── Records provided ──

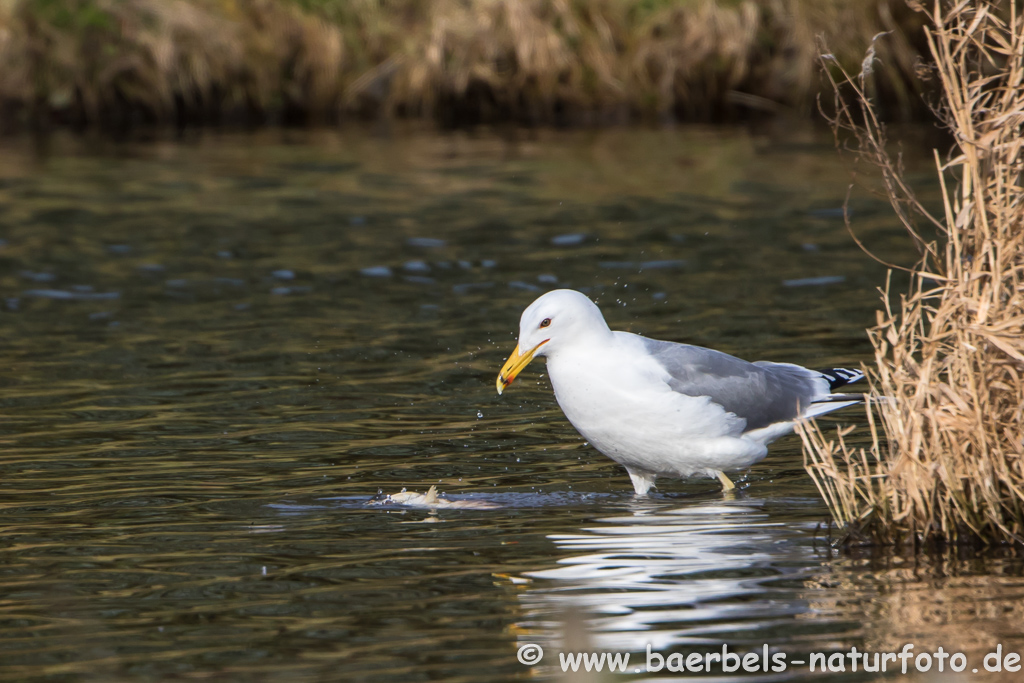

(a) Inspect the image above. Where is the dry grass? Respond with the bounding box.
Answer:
[0,0,922,125]
[802,0,1024,544]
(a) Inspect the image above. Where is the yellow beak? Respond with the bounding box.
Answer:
[496,339,550,395]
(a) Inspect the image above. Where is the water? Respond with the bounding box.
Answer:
[0,129,1024,681]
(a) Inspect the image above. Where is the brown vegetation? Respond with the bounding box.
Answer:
[802,0,1024,543]
[0,0,923,127]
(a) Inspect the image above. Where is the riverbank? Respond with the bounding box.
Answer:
[0,0,927,130]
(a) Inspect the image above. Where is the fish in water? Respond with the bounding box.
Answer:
[367,486,502,510]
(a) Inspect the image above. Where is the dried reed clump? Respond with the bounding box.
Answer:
[802,0,1024,544]
[0,0,344,126]
[0,0,933,126]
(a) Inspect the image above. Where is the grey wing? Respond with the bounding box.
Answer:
[643,338,828,431]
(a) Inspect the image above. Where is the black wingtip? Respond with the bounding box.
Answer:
[818,368,864,390]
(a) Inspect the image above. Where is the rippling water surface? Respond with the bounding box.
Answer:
[0,129,1024,681]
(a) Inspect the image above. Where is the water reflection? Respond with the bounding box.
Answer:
[0,128,1007,683]
[519,498,822,652]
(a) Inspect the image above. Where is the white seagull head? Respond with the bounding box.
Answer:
[496,290,610,393]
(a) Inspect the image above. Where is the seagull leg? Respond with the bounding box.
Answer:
[626,467,657,496]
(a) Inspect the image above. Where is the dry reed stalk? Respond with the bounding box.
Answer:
[0,0,919,125]
[800,0,1024,544]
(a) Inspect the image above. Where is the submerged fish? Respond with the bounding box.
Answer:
[367,486,502,510]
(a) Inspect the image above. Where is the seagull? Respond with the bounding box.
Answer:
[497,290,864,496]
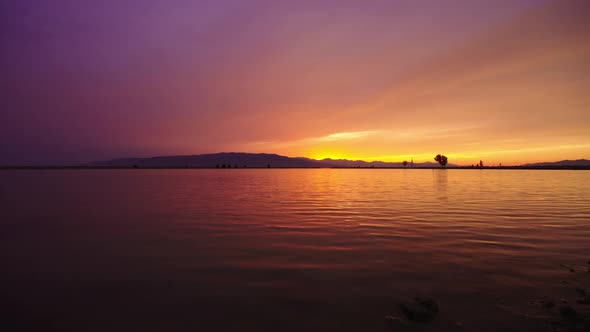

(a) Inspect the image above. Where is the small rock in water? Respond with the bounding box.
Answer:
[400,297,439,322]
[539,297,555,309]
[578,295,590,304]
[559,264,576,273]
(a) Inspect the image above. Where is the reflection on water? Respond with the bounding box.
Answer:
[0,169,590,331]
[432,169,449,200]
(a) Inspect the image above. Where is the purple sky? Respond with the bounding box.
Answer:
[0,0,589,165]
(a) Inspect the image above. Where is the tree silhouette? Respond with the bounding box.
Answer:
[434,154,448,167]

───

=== Challenge ===
Render the data above as a Markdown table with the columns "Row" and "Line," giving each non-blank line its own numbered row and leaving out the pictures.

=== Task answer ===
| Row | Line |
|---|---|
| 1 | (a) Inspect the image above. Where is the dry grass? Respond with the bounding box. |
| 2 | Answer: |
| 3 | [0,0,922,125] |
| 4 | [802,0,1024,544] |
| 5 | (a) Inspect the image above. Where is the yellow beak? Respond with the bounding box. |
| 6 | Answer: |
| 7 | [496,339,550,395] |
| 8 | (a) Inspect the image above. Where is the water? Respond with the bounding box. |
| 9 | Answer: |
| 10 | [0,129,1024,681] |
| 11 | (a) Inspect the image above. Where is the brown vegetation? Respond with the bounding box. |
| 12 | Answer: |
| 13 | [802,0,1024,543] |
| 14 | [0,0,923,127] |
| 15 | (a) Inspect the image above. Where is the riverbank? Respond with the bounding box. |
| 16 | Answer: |
| 17 | [0,0,927,130] |
| 18 | (a) Inspect the image above. Where is the fish in water? Respond with the bounding box. |
| 19 | Answer: |
| 20 | [367,486,502,510] |
| 21 | (a) Inspect the image above. Where is the dried reed clump? Respond with the bounding box. |
| 22 | Answer: |
| 23 | [802,0,1024,544] |
| 24 | [0,0,344,126] |
| 25 | [0,0,933,126] |
| 26 | (a) Inspect the image above. Where is the grey wing? Respond with the bounding box. |
| 27 | Answer: |
| 28 | [643,338,828,431] |
| 29 | (a) Inspect the image above. Where is the black wingtip? Respond with the bounding box. |
| 30 | Answer: |
| 31 | [818,368,864,390] |
| 32 | (a) Inspect the image above. Where is the rippling water surface? Respond with the bounding box. |
| 33 | Answer: |
| 34 | [0,129,1024,681] |
| 35 | (a) Inspect the image above. Where is the water reflection? Respond with the bounding box. |
| 36 | Answer: |
| 37 | [0,128,1007,683] |
| 38 | [519,498,822,652] |
| 39 | (a) Inspect the image above. Where is the white seagull head? Respond with the bounding box. |
| 40 | Answer: |
| 41 | [496,290,610,393] |
| 42 | (a) Inspect the image above. Where is the seagull leg? Respond with the bounding box. |
| 43 | Answer: |
| 44 | [626,467,657,496] |
| 45 | (a) Inspect the image above. Where is the dry reed stalk? Respond with the bounding box. |
| 46 | Answer: |
| 47 | [0,0,919,125] |
| 48 | [800,0,1024,544] |
| 49 | (a) Inspect the image above. Where is the submerged fish? Respond with the bounding box. |
| 50 | Answer: |
| 51 | [367,486,502,510] |
| 52 | (a) Inspect the image above. Where is the seagull? Respond with the bounding box. |
| 53 | Answer: |
| 54 | [497,290,864,496] |
| 55 | (a) Inspect the image above. Where is the small rock in water? Respond with the bounding box. |
| 56 | Answer: |
| 57 | [400,297,439,322] |
| 58 | [539,297,555,309] |
| 59 | [578,295,590,304] |
| 60 | [559,264,576,273] |
| 61 | (a) Inspect the image above. Where is the reflection on water? Respond with the bounding box. |
| 62 | Answer: |
| 63 | [0,169,590,331] |
| 64 | [432,169,449,200] |
| 65 | (a) Inspect the image above. Where is the purple sky? Respond with the bounding box. |
| 66 | Answer: |
| 67 | [0,0,589,165] |
| 68 | (a) Inspect the image above. Where is the tree silhouette? Respond with the bounding box. |
| 69 | Answer: |
| 70 | [434,154,448,167] |